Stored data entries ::

● ● ● ● ● ● ●

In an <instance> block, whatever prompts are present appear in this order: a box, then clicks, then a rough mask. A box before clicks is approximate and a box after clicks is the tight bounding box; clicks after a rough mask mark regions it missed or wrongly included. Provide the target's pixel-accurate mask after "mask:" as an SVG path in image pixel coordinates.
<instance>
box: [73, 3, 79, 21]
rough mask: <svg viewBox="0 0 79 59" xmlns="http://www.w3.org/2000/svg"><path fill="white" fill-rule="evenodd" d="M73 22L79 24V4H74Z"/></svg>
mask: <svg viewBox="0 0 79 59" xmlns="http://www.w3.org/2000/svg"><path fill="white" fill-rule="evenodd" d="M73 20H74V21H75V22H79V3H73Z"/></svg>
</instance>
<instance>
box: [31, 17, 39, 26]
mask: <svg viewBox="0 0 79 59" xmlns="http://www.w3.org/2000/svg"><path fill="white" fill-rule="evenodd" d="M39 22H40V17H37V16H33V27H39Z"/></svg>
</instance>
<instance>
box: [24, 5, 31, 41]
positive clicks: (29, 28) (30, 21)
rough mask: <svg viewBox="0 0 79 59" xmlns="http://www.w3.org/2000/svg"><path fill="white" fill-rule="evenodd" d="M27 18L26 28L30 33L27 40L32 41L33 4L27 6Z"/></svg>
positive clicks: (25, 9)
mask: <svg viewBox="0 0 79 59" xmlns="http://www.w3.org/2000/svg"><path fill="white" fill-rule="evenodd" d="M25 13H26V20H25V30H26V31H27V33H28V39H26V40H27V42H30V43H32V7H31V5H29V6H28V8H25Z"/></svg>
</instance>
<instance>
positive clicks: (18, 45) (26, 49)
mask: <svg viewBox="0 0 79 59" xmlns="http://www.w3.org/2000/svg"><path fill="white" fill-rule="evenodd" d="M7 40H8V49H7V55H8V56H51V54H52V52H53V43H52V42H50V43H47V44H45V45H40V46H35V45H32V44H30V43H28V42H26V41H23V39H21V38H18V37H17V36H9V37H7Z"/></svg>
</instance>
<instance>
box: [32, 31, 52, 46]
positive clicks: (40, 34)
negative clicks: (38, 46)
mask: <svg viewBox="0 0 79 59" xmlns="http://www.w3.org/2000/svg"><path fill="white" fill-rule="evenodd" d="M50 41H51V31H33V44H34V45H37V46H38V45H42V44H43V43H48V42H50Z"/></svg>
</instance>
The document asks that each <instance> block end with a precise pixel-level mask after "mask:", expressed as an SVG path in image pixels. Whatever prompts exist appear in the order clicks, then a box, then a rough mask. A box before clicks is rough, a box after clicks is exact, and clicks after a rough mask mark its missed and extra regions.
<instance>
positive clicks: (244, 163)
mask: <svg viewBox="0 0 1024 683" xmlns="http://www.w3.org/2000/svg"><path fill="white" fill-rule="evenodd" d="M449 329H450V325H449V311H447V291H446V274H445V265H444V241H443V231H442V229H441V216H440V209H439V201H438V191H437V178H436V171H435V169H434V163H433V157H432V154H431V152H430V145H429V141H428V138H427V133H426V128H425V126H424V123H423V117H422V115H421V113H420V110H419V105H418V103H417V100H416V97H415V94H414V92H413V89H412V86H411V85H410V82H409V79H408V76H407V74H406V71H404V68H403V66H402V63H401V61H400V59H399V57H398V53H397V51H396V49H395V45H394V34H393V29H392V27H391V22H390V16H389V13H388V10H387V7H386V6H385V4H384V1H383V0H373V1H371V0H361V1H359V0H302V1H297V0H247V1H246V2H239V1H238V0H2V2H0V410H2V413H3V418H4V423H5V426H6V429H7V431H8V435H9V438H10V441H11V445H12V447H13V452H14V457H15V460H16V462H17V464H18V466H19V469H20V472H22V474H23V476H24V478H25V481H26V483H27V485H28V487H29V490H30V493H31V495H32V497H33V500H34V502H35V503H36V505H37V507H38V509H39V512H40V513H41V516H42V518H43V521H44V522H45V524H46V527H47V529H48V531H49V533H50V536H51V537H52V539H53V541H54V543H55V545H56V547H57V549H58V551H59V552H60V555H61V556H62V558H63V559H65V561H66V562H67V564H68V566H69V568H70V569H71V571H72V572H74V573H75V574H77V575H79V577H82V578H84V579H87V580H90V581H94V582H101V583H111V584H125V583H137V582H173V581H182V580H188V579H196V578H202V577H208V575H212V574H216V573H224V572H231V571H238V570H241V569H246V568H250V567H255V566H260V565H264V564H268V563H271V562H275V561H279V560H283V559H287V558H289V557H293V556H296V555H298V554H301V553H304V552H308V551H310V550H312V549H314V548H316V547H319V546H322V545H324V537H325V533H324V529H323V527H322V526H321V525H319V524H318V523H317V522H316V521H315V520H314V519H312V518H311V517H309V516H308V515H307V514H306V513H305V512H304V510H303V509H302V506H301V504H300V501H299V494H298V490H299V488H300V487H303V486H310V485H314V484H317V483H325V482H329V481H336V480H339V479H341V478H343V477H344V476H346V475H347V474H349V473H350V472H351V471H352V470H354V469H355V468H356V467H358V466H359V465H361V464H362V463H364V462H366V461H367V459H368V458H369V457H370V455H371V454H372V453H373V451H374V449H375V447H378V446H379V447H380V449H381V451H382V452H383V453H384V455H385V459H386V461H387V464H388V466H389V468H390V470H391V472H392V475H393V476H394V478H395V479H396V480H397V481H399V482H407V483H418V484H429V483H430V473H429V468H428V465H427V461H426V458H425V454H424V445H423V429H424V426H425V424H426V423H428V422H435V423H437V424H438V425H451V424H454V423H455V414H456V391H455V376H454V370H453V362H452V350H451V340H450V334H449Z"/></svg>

● ● ● ● ● ● ●

Activity :: Please repeat every entry, exactly as it was written.

Answer box ::
In an <instance> block, whatever prompts are present appear in this order: a box, then clicks, then a rough mask. A box before clicks is approximate and a box after clicks is the tight bounding box; clicks after a rough mask mark regions it missed or wrongly included. Provide the target's pixel-accurate mask after "mask:" as an SVG path in image pixel coordinates.
<instance>
box: [73, 3, 79, 21]
rough mask: <svg viewBox="0 0 79 59" xmlns="http://www.w3.org/2000/svg"><path fill="white" fill-rule="evenodd" d="M73 22L79 24V4H74Z"/></svg>
mask: <svg viewBox="0 0 79 59" xmlns="http://www.w3.org/2000/svg"><path fill="white" fill-rule="evenodd" d="M73 20H74V21H75V22H79V3H73Z"/></svg>
</instance>
<instance>
box: [31, 17, 39, 26]
mask: <svg viewBox="0 0 79 59" xmlns="http://www.w3.org/2000/svg"><path fill="white" fill-rule="evenodd" d="M39 22H40V17H37V16H33V27H39Z"/></svg>
</instance>
<instance>
box: [24, 5, 31, 41]
positive clicks: (29, 28) (30, 21)
rough mask: <svg viewBox="0 0 79 59" xmlns="http://www.w3.org/2000/svg"><path fill="white" fill-rule="evenodd" d="M27 18L26 28L30 33L27 40L32 41L33 4L27 6Z"/></svg>
positive clicks: (25, 9)
mask: <svg viewBox="0 0 79 59" xmlns="http://www.w3.org/2000/svg"><path fill="white" fill-rule="evenodd" d="M25 13H26V20H25V30H26V31H27V33H28V39H26V40H27V42H30V43H32V7H31V5H29V6H28V8H25Z"/></svg>
</instance>
<instance>
positive clicks: (18, 45) (26, 49)
mask: <svg viewBox="0 0 79 59" xmlns="http://www.w3.org/2000/svg"><path fill="white" fill-rule="evenodd" d="M7 40H8V49H7V55H8V56H51V54H52V52H53V43H52V42H50V43H47V44H45V45H40V46H35V45H32V44H30V43H28V42H26V41H23V39H21V38H18V37H17V36H9V37H7Z"/></svg>
</instance>
<instance>
box: [32, 31, 52, 46]
positive clicks: (40, 34)
negative clicks: (38, 46)
mask: <svg viewBox="0 0 79 59" xmlns="http://www.w3.org/2000/svg"><path fill="white" fill-rule="evenodd" d="M50 41H51V31H33V44H34V45H37V46H38V45H42V44H43V43H48V42H50Z"/></svg>
</instance>
The document asks that each <instance> block end with a precise pixel-level mask after "mask:", expressed as an SVG path in image pixels. Whatever prompts exist appear in the order clicks, then a box, then a rough mask. A box before clicks is rough, a box after clicks is exact, and clicks after a rough mask mark its missed and extra regions.
<instance>
positive clicks: (244, 163)
mask: <svg viewBox="0 0 1024 683" xmlns="http://www.w3.org/2000/svg"><path fill="white" fill-rule="evenodd" d="M449 329H450V325H449V311H447V291H446V274H445V265H444V241H443V231H442V229H441V216H440V209H439V201H438V191H437V178H436V171H435V169H434V163H433V157H432V154H431V152H430V145H429V141H428V138H427V133H426V128H425V126H424V123H423V117H422V115H421V113H420V110H419V105H418V103H417V100H416V97H415V94H414V92H413V89H412V86H411V85H410V82H409V79H408V76H407V74H406V71H404V68H403V66H402V63H401V61H400V59H399V57H398V53H397V51H396V49H395V45H394V34H393V29H392V27H391V22H390V16H389V13H388V10H387V7H386V6H385V4H384V1H383V0H373V1H371V0H361V1H359V0H302V1H297V0H247V1H246V2H239V1H238V0H2V2H0V410H2V413H3V418H4V423H5V426H6V429H7V431H8V435H9V438H10V441H11V445H12V447H13V452H14V457H15V460H16V462H17V464H18V466H19V469H20V472H22V474H23V476H24V478H25V481H26V483H27V485H28V487H29V490H30V493H31V495H32V497H33V500H34V502H35V503H36V505H37V507H38V509H39V512H40V513H41V516H42V518H43V521H44V522H45V524H46V527H47V529H48V531H49V533H50V536H51V537H52V539H53V541H54V543H55V545H56V547H57V549H58V551H59V552H60V555H61V556H62V558H63V559H65V561H66V562H67V564H68V566H69V568H70V569H71V571H72V572H74V573H75V574H77V575H79V577H82V578H84V579H87V580H90V581H94V582H101V583H111V584H125V583H137V582H173V581H182V580H188V579H196V578H202V577H208V575H212V574H216V573H224V572H231V571H238V570H241V569H246V568H250V567H255V566H260V565H264V564H268V563H271V562H275V561H279V560H283V559H287V558H289V557H293V556H296V555H298V554H301V553H304V552H308V551H310V550H312V549H314V548H316V547H319V546H322V545H324V537H325V533H324V529H323V527H322V526H321V525H319V524H318V523H317V522H316V521H315V520H314V519H312V518H311V517H309V516H308V515H307V514H306V513H305V512H304V510H303V509H302V506H301V504H300V501H299V494H298V490H299V488H300V487H303V486H310V485H314V484H317V483H325V482H329V481H336V480H339V479H341V478H343V477H344V476H346V475H347V474H349V473H350V472H351V471H352V470H354V469H355V468H356V467H358V466H359V465H361V464H362V463H364V462H366V461H367V459H368V458H369V457H370V455H371V454H372V453H373V451H374V449H375V447H378V446H379V447H380V449H381V451H382V452H383V453H384V455H385V459H386V461H387V464H388V466H389V468H390V470H391V472H392V475H393V476H394V478H395V479H396V480H397V481H399V482H407V483H418V484H429V483H430V473H429V468H428V465H427V461H426V458H425V454H424V445H423V429H424V426H425V424H426V423H428V422H435V423H437V424H438V425H451V424H454V423H455V414H456V391H455V376H454V370H453V362H452V350H451V340H450V334H449Z"/></svg>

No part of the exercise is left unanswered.